Фоменко был бесстрашен в своих театральных исканиях уже с первых самостоятельных шагов. При этом важно добавить, что он был дипломированным филологом, - в 1955 году он заочно закончил филфак Московского государственного педагогического института, который в силу ряда политических обстоятельств был очагом свободомыслия тех лет. Туда отправляли учиться детей, именитые родители которых были репрессированы при Сталине, не желая допускать их в МГУ. Да и сами молодые люди, отмотавшие сроки в ГУЛАГе, боялись идти в МГУ, потому что среднее образование они получали в лагерях, им казалось, что они недостаточно образованы. (Все это объяснил мне когда-то мой старший товарищ, благороднейший человек и хороший детский писатель Камил Икрамов, сын некогда всемогущего секретаря Среднеазиатского бюро ВКП(б), - его отец был уничтожен в 1938 году.)
Исследования отношений отдельного человека и истории, человека и государственной машины станут лейтмотивами лучших его спектаклей. Это откроется уже в его "Смерти Тарелкина" А. В. Сухово-Кобылина в Театре имени В. Маяковского (1966 г.) и в "Дознании" Петера Вайса в Театре на Таганке (1967 г.), куда он пришел еще до Ю. П. Любимова, наделав немало шума своим "Микрорайоном" по повести Л. Карелина (1962 г.). В "Дознании", мощном антифашистском сочинении, повествующем о суде над нацистскими преступниками, служившими в лагерях массового уничтожения, Фоменко выстраивал все мизансцены таким образом, что палачи, судьи и заключенные все время менялись местами. Каждый мог стать жертвой и каждый - убийцей. Вопрос в предлагаемых обстоятельствах и способности к сопротивлению злу. Этот вопрос занимал Фоменко в самых разных его работах.

▶ **Задания**:
[1] В каком театре, согласно тексту о Фоменко, он поставил «Дознание» Петера Вайса?
[2] Продолжите текст о Фоменко после его последнего предложения.
Материал с текстом о Фоменко никак не связан.

Сохранённые записи данных:
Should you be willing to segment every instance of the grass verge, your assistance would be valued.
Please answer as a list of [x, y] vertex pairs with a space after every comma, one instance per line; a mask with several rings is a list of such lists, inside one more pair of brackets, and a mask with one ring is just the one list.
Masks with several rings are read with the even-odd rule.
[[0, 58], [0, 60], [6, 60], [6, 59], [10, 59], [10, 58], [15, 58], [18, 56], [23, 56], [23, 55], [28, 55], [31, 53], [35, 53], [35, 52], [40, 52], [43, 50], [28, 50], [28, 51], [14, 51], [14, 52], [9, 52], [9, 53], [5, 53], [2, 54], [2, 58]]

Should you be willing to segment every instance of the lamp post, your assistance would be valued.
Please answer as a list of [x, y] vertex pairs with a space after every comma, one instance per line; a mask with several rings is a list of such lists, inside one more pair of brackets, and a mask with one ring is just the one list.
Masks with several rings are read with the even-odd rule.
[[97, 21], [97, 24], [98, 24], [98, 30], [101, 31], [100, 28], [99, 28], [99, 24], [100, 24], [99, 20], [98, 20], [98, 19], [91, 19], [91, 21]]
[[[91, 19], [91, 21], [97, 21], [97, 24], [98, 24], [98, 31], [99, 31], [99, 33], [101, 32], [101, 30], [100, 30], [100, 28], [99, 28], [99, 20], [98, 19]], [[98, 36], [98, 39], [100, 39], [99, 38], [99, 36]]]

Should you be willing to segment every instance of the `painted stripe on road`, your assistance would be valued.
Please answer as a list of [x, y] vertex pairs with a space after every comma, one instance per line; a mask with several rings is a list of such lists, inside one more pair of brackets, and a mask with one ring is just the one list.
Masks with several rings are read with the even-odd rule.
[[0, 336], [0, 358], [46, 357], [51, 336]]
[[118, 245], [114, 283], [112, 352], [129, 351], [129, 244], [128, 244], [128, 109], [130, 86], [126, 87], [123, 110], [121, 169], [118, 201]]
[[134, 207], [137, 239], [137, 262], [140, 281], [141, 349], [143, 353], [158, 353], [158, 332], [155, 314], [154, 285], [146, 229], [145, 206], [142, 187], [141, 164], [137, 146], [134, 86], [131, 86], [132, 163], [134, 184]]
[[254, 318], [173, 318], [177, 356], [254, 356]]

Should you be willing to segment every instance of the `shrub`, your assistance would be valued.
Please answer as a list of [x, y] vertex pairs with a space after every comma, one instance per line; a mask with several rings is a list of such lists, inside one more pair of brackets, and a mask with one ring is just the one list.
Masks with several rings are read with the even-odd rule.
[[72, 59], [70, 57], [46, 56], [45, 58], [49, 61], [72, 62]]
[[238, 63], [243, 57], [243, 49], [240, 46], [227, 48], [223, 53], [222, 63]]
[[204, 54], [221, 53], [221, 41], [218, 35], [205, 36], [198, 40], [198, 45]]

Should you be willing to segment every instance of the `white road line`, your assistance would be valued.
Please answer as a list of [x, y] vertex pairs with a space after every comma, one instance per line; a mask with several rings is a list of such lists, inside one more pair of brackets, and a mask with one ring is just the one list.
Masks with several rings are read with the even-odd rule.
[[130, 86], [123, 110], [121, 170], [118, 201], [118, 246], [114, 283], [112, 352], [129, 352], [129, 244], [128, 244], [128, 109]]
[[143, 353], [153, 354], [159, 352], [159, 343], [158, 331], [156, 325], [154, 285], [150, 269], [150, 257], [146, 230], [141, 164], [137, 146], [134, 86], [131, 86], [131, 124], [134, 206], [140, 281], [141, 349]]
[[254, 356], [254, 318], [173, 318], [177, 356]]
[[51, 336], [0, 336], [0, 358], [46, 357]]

▶ **Ответы**:
[1] В Театре на Таганке.

[2]
Наверное, неслучайно совпали во времени "Троянской войны не будет" Жана Жироду в Ленинградском театре комедии, куда ему разрешили пристроиться после кавказской ссылки в начале 70-х, и его многосерийный телевизионный фильм "На всю оставшуюся жизнь", снятый по повести В. Пановой (П. Фоменко написал сценарий вместе с Б. Вахтиным). Обе работы - каждая по-своему - были посвящены 30-летию Великой Победы над фашизмом. Французская экзистенциалистская притча о неизбежности и бесчеловечности войны была прочитана им как античная трагедия рока, которому невозможно сопротивляться, важно лишь достойно принять неизбежное. И неожиданным контрапунктом этому спектаклю стал его телесериал, где абстрактный долг воина и врача приобретал конкретное человеческое гуманистическое наполнение, исполненное трогательного психологизма.
Парадоксальный мыслитель, философствующий художник, мастерски владеющий сценическим временем и пространством, Петр Фоменко высоко ценил сентиментальную трогательность театрального искусства. Он прекрасно понимал, что эмоция прокладывает вернейший путь не только к сердцу, но и к уму зрителя. Именно поэтому так завораживали его "Без вины виноватые" А.Н. Островского в Театре имени Евг. Вахтангова. Как и поздние его работы со своими воспитанниками, - он привил им любовь к театру-дому, жизнь которого увлекательнее обыденной жизни. Петр Наумович Фоменко оставил россыпь учеников, от которых зависит будущее русского театра. Но его не заменит никто. Нам остается хранить воспоминания о нем, - всю оставшуюся жизнь.